- What you have to do
Will you write out every one of the rows below word for word, omitting the pictures?

- Input records
┄┄┄┄┄┄┄┄┄┄

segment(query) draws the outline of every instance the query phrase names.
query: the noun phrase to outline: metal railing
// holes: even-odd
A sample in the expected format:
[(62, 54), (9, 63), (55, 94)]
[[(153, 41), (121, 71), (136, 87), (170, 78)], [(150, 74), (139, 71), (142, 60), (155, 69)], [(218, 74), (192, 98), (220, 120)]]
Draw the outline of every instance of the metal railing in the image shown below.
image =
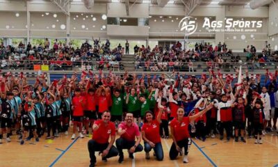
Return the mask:
[[(0, 60), (0, 68), (10, 70), (38, 70), (38, 65), (48, 65), (49, 70), (73, 70), (76, 68), (81, 70), (124, 70), (125, 67), (129, 70), (138, 71), (152, 72), (171, 72), (173, 70), (181, 72), (207, 72), (209, 68), (221, 69), (222, 71), (232, 72), (235, 68), (242, 65), (243, 69), (254, 71), (262, 69), (278, 69), (278, 63), (239, 63), (224, 62), (218, 63), (212, 62), (208, 63), (202, 61), (193, 62), (188, 65), (188, 62), (154, 62), (154, 61), (38, 61), (20, 60), (8, 61)], [(131, 69), (133, 68), (133, 69)]]

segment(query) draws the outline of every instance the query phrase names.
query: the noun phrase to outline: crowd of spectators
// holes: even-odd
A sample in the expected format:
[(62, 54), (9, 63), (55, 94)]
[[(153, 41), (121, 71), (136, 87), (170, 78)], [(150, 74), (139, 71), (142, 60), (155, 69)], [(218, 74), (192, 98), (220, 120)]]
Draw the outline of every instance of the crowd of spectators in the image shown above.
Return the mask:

┄┄┄┄┄┄┄┄┄┄

- Full solution
segment(query) draws the outline of every instance the query phrase names.
query: the noun phrase to outline: metal railing
// holes: even-odd
A sample in the expected format:
[(62, 54), (9, 63), (55, 94)]
[[(153, 41), (121, 71), (136, 87), (170, 78)], [(150, 74), (139, 71), (142, 60), (155, 69)], [(218, 74), (192, 98), (220, 120)]]
Draw the outline of every instance of the metal railing in the image shown below.
image =
Return the mask:
[[(0, 60), (0, 68), (10, 70), (38, 70), (38, 65), (48, 65), (49, 70), (73, 70), (76, 68), (81, 70), (124, 70), (125, 67), (129, 70), (138, 71), (152, 72), (171, 72), (173, 70), (181, 72), (207, 72), (209, 68), (221, 69), (222, 71), (232, 72), (235, 68), (242, 65), (243, 69), (254, 71), (262, 69), (278, 69), (278, 63), (239, 63), (224, 62), (218, 63), (212, 62), (208, 63), (202, 61), (193, 62), (188, 65), (188, 62), (154, 62), (154, 61), (38, 61), (20, 60), (8, 61)], [(131, 69), (133, 68), (133, 69)]]

segment(query) draws the outline of every instance the query phrase names.
query: the noun phrase to outline: crowd of spectators
// holes: even-odd
A sample in the expected format:
[(62, 54), (9, 63), (55, 94)]
[[(153, 41), (121, 71), (136, 87), (170, 78)], [(150, 74), (139, 71), (142, 60), (155, 69)], [(218, 74), (192, 98), (220, 120)]]
Draw the outline of every instance of the crowd of spectators in the image shown above.
Return the mask:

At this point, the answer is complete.